TASK INSTRUCTIONS:
1. Answer these from the text on São Gonçalo do Abaeté:
(a) In what year did São Gonçalo do Abaeté become a municipality?
(b) How many head of cattle were there in 2006?
(c) Where did São Gonçalo do Abaeté rank among the state's municipalities on the Municipal Human Development Index?
2. Reproduce the part of the text on São Gonçalo do Abaeté that opens with the words containing "São Gonçalo do Abaeté belongs" and closes with "between the two.".

SELECTED TEXT:

· · · · ·

- Interactive map of São Gonçalo do Abaeté
- Country: Brazil
- State: Minas Gerais
- Region: Southeast
- Time zone: UTC−3 (BRT)

= São Gonçalo do Abaeté =

Municipality of Brazil

Location of São Gonçalo do Abaeté in the state of Minas Gerais

São Gonçalo do Abaeté is a municipality in the north of the Brazilian state of Minas Gerais. Its population in 2020 was 8,459 inhabitants in a total area of 2,687 km^{2}. It is a large producer of cattle and grains.

São Gonçalo do Abaeté belongs to the Paracatu statistical microregion. The elevation of the municipal seat is 789 meters. It became a municipality in 1943. This municipality is located 11 km. southeast of the federal highway BR-365. The municipal area is crossed by the Abaeté River, which is a tributary of the São Francisco River. The distance to Belo Horizonte is 380 km.

Municipal boundaries are with: Buritizeiro, João Pinheiro, Varjão de Minas, Tiros, Morada Nova de Minas, Três Marias and Presidente Olegário.

The climate is humid sub-tropical with an annual average of 22 °C. The year can be divided into a rainy season and a dry season with little temperature variation between the two.

The main economic activities are cattle raising and farming. There were 68,000 head of cattle in 2006. The GDP was R$61,277,000 (2003). In agriculture the main products cultivated are bananas, rubber, coffee, rice, corn, soybeans, beans and wheat. There is also production of charcoal from eucalyptus plantations. The charcoal is used in the metal foundries of the Belo Horizonte region. There is one bank branch in the town. In the health sector there were 05 health clinics (2007).

In the rural area there were 481 farms and a total agricultural area of 164,000 hectares, of which 5,200 ha. were planted, 116,000 were in natural pasture, and 37,000 ha. were in woodland or forest. 1,100 people were dependent on farming. 95 of the farms had tractors.

The score on the Municipal Human Development Index was 0.739. This ranked São Gonçalo do Abaeté 356 out of 853 municipalities in the state, with Poços de Caldas in first place with 0.841 and Setubinha in last place with 0.568.

· · · · ·

RECORD EXCERPTS:
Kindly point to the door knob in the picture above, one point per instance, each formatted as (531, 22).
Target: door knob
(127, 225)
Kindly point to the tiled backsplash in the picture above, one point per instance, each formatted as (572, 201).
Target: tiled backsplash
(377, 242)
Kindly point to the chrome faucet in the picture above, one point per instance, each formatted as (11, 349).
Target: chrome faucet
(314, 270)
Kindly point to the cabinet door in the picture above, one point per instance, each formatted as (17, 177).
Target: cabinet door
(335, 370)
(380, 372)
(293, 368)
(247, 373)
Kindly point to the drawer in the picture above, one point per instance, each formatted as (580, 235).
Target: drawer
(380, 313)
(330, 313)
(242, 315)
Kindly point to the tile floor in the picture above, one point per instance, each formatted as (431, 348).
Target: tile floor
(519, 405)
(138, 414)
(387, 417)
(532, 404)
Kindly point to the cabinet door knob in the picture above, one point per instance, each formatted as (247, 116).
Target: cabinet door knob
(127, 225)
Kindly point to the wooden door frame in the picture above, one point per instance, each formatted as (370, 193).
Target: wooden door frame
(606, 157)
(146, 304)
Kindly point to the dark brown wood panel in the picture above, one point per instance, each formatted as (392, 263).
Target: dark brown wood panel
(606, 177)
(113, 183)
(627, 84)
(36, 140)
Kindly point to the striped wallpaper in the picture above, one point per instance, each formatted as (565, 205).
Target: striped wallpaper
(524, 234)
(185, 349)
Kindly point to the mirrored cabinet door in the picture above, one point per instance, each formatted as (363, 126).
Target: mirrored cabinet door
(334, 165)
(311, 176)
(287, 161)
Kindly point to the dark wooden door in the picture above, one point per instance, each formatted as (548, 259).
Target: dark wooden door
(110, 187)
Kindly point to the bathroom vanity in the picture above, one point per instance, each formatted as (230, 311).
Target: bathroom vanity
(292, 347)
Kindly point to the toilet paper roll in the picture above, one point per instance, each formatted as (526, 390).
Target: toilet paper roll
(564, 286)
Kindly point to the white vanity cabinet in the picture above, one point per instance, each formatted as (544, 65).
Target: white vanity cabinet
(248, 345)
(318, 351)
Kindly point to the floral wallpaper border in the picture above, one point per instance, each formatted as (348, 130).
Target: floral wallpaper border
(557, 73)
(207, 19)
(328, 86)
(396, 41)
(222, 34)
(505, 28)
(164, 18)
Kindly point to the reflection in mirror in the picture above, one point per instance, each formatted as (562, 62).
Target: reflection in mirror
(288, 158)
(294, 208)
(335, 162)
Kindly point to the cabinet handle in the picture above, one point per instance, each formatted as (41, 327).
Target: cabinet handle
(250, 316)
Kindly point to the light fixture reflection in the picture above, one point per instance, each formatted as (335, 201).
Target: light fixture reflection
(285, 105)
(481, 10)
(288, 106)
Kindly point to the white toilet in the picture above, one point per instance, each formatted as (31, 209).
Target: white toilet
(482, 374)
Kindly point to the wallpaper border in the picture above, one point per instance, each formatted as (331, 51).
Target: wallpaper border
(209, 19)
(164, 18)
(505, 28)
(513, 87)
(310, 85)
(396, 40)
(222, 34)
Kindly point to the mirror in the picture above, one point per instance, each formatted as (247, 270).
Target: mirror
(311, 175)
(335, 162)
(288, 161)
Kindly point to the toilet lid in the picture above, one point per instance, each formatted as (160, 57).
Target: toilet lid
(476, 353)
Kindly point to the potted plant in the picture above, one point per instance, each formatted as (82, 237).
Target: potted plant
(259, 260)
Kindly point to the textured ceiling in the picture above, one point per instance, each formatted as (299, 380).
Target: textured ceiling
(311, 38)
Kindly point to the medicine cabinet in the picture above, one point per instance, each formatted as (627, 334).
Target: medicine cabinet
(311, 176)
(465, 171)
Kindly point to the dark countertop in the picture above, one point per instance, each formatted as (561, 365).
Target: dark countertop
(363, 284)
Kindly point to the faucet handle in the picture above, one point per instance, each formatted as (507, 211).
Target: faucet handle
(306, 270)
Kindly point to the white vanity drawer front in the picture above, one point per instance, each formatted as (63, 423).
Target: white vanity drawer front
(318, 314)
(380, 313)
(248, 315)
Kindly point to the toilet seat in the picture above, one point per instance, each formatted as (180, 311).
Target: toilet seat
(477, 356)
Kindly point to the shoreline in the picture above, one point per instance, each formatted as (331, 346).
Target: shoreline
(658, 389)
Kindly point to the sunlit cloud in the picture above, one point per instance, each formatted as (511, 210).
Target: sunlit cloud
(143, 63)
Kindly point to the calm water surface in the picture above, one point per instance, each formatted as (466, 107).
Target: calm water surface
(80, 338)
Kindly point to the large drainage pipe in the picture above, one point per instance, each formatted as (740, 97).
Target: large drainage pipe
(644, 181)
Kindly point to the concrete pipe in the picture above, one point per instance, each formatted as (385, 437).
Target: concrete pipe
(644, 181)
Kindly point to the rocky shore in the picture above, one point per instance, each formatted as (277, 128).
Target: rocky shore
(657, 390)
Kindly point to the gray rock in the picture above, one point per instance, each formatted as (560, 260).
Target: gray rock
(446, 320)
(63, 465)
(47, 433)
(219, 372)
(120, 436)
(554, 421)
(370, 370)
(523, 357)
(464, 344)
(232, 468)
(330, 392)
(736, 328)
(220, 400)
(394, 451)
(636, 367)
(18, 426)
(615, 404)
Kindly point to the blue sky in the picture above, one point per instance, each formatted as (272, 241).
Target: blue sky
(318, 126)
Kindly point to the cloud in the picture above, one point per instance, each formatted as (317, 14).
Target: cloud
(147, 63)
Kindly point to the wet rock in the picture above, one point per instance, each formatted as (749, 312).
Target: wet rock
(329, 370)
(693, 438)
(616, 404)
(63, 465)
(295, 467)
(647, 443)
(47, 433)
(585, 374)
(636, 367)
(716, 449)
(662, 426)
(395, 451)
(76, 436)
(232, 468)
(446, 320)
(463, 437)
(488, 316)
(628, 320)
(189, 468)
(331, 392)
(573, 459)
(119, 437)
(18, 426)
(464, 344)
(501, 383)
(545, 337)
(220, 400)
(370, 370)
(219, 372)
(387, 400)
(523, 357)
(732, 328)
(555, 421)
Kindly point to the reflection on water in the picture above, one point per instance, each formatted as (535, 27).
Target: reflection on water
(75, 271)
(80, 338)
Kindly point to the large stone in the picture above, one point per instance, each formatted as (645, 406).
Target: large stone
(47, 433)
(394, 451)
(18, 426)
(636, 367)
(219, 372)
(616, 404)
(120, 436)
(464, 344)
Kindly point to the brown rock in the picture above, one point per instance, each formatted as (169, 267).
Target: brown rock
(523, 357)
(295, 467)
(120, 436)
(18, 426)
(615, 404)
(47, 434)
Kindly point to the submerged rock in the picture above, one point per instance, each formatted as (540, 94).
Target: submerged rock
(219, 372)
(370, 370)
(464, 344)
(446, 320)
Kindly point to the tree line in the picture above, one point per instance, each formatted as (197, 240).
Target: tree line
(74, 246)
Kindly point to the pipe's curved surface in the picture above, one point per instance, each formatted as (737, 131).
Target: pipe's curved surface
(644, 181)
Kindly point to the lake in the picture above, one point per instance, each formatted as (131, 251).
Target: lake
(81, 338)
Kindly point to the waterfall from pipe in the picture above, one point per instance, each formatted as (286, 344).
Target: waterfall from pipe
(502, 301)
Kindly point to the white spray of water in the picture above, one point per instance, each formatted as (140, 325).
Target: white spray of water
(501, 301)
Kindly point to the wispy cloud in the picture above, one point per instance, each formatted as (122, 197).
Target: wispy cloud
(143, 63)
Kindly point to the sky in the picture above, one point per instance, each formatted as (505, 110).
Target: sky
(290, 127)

· · · · ·

EXERCISE SOLUTIONS:
1.
(a) 1943
(b) 68,000
(c) 356 out of 853

2.
São Gonçalo do Abaeté belongs to the Paracatu statistical microregion. The elevation of the municipal seat is 789 meters. It became a municipality in 1943. This municipality is located 11 km. southeast of the federal highway BR-365. The municipal area is crossed by the Abaeté River, which is a tributary of the São Francisco River. The distance to Belo Horizonte is 380 km.

Municipal boundaries are with: Buritizeiro, João Pinheiro, Varjão de Minas, Tiros, Morada Nova de Minas, Três Marias and Presidente Olegário.

The climate is humid sub-tropical with an annual average of 22 °C. The year can be divided into a rainy season and a dry season with little temperature variation between the two.